+++ Source data
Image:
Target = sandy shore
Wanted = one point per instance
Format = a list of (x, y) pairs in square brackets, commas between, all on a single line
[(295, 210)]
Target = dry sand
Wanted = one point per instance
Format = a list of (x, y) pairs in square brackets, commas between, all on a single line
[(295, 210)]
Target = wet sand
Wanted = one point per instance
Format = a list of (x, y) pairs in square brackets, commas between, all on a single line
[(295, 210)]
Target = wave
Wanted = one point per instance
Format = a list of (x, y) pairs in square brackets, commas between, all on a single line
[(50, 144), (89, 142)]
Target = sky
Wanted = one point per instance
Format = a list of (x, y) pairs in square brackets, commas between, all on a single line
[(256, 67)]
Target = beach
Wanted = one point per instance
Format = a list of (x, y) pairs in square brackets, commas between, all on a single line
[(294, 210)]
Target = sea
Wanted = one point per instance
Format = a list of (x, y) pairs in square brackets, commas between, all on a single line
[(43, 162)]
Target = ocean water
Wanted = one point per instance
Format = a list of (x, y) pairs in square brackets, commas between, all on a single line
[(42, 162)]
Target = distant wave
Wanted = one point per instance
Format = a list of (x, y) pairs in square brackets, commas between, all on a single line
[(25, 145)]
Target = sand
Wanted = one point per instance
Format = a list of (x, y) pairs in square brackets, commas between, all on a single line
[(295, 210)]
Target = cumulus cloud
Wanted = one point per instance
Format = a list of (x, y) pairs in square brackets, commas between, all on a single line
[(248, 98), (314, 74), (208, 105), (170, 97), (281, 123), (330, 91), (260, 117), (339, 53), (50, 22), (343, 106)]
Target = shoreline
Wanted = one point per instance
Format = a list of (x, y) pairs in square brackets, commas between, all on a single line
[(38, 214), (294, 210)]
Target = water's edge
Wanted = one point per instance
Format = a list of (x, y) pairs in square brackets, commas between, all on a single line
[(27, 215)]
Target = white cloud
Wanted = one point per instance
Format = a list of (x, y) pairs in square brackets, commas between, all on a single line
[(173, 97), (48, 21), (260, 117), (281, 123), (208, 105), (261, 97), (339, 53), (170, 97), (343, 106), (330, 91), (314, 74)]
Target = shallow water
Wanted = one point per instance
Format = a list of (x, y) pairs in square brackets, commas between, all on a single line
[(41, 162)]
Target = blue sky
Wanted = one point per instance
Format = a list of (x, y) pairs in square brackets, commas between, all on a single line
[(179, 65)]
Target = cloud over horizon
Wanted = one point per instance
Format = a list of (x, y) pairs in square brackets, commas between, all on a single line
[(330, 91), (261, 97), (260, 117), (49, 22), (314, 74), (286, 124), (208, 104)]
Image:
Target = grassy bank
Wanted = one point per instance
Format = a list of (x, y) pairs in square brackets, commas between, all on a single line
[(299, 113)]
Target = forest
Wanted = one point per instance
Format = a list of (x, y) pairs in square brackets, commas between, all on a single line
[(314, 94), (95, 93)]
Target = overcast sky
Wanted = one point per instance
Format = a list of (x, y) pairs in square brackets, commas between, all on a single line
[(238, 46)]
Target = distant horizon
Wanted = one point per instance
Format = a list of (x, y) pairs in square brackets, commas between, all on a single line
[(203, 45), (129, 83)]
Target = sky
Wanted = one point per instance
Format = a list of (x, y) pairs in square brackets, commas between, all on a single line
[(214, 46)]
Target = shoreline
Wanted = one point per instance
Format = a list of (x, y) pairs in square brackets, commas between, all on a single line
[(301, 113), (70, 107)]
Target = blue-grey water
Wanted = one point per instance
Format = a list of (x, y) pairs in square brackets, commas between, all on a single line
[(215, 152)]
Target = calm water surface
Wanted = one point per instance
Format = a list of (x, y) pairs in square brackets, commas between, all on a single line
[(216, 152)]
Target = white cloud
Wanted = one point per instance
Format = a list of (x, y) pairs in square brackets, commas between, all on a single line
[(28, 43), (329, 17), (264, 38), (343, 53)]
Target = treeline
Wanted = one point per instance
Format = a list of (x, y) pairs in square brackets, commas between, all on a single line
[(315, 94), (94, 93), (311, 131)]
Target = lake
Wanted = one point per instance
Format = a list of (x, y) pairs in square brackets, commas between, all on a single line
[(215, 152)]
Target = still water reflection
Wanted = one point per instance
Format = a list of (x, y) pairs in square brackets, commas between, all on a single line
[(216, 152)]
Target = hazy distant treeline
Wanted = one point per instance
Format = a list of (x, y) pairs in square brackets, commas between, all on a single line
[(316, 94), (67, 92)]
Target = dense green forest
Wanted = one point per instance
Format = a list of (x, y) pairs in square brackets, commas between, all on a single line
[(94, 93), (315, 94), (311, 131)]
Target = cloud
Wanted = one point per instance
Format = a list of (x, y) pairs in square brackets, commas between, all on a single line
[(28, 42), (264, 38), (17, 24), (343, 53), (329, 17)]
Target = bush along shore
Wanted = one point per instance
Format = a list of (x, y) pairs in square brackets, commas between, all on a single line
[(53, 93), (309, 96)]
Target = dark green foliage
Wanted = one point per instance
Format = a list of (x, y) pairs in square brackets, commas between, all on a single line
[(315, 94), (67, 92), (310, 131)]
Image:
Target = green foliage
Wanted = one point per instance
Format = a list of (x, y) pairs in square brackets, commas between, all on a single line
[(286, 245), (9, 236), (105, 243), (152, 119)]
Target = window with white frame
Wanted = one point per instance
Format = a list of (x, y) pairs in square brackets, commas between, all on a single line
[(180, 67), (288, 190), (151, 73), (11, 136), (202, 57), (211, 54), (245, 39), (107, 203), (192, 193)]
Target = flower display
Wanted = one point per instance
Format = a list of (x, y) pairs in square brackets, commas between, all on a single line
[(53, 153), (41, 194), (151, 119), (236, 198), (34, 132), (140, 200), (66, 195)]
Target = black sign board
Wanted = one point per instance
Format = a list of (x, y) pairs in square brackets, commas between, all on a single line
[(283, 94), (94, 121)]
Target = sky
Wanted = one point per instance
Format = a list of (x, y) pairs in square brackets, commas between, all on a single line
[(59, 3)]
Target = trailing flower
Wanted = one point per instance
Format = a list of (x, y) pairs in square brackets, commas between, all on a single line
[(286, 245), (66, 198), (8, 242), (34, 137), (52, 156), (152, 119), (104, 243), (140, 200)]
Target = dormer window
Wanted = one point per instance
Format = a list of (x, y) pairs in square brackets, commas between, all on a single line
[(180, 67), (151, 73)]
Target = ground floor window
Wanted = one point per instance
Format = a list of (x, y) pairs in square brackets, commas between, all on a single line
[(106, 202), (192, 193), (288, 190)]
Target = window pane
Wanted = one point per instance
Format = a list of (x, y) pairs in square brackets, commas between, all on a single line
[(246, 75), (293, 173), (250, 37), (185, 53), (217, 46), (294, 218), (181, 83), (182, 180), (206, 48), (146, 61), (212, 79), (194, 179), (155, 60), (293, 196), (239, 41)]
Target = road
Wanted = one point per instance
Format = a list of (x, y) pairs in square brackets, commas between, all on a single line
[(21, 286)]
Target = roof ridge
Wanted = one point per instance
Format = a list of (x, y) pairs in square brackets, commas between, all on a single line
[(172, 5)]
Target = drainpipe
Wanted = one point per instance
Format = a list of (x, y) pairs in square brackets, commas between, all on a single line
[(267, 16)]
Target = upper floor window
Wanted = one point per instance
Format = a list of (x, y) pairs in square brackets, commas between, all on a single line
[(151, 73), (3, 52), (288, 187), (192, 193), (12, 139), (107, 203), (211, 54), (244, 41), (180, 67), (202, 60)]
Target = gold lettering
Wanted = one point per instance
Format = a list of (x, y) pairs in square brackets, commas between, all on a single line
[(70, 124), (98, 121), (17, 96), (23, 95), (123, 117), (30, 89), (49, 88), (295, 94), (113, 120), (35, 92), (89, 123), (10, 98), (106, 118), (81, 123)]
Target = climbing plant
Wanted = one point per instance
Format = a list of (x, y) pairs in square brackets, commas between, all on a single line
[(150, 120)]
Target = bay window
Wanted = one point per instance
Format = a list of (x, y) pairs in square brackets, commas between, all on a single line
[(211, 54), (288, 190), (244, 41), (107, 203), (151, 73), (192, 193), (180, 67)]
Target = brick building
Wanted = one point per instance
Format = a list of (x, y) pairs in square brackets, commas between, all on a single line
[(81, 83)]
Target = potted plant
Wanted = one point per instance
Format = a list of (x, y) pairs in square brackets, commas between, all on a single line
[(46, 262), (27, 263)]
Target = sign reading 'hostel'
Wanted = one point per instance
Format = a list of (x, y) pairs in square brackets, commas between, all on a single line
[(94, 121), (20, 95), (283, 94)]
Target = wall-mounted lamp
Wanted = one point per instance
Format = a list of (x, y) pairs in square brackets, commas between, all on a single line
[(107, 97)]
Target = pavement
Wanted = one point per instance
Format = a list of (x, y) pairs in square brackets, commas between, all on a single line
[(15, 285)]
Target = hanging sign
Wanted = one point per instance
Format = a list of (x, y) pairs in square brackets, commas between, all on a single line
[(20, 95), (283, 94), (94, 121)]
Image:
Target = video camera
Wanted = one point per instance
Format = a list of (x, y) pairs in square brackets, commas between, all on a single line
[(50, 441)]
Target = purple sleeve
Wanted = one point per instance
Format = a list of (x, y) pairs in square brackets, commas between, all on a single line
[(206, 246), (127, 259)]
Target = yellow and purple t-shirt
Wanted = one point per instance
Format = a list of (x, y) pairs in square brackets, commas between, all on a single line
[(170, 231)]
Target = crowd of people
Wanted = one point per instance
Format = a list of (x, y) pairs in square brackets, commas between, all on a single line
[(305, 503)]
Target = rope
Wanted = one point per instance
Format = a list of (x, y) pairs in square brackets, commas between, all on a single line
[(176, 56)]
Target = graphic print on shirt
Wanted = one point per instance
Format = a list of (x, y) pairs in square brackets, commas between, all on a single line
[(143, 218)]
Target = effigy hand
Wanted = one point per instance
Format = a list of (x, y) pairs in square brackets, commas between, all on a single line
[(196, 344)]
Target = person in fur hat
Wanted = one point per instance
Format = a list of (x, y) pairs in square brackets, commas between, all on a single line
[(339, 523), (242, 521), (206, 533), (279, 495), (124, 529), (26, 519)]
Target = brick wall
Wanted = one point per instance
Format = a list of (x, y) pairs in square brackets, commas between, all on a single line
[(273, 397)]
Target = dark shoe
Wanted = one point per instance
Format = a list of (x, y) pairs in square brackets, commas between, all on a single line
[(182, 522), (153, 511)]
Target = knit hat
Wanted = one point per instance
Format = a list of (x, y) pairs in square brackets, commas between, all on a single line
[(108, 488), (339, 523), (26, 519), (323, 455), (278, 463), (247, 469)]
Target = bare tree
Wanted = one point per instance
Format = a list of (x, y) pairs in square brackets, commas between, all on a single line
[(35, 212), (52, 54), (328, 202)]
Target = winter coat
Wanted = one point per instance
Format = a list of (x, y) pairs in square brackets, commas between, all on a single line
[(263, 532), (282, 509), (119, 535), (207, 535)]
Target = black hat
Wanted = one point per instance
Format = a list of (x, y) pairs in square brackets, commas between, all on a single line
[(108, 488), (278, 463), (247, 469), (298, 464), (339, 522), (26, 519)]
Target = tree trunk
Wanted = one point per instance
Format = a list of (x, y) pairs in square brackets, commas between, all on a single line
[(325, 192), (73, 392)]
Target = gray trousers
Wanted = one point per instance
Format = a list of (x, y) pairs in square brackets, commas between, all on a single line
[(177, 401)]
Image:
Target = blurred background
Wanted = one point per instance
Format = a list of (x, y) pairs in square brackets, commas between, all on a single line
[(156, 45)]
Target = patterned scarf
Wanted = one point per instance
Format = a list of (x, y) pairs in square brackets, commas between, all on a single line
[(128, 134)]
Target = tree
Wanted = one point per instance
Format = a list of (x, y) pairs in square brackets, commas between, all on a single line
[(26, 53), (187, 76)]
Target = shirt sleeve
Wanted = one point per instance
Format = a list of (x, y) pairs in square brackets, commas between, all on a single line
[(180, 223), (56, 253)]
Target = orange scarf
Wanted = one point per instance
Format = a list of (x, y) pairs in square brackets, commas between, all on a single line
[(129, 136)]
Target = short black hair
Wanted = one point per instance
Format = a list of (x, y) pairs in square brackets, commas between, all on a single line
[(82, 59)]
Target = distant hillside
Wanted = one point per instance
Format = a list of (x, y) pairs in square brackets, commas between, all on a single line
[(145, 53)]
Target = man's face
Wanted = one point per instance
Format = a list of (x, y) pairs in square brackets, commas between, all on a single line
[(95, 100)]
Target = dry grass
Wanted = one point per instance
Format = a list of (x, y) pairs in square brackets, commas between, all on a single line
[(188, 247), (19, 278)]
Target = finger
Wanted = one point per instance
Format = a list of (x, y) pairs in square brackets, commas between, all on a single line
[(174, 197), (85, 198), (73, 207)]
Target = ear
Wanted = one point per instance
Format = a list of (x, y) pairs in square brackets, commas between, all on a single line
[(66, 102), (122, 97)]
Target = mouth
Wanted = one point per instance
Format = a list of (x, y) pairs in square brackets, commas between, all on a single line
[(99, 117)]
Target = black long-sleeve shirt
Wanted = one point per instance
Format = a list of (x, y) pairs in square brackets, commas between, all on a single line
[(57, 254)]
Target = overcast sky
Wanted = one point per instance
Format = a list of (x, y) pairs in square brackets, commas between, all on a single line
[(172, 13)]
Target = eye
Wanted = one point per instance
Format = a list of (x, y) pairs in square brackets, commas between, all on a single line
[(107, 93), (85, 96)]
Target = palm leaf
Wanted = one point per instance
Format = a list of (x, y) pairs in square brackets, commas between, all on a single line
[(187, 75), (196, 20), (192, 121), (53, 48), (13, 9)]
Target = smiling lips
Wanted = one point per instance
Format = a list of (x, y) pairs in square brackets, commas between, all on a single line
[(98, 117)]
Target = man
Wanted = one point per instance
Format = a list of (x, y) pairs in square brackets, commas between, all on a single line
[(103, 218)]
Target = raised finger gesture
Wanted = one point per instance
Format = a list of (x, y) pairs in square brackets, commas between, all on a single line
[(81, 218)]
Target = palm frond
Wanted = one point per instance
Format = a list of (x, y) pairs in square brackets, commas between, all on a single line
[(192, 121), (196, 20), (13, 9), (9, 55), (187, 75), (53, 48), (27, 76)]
++++++
Task requirements:
Nothing but a number should be given: the count of lines above that hold "horizon".

Written response:
2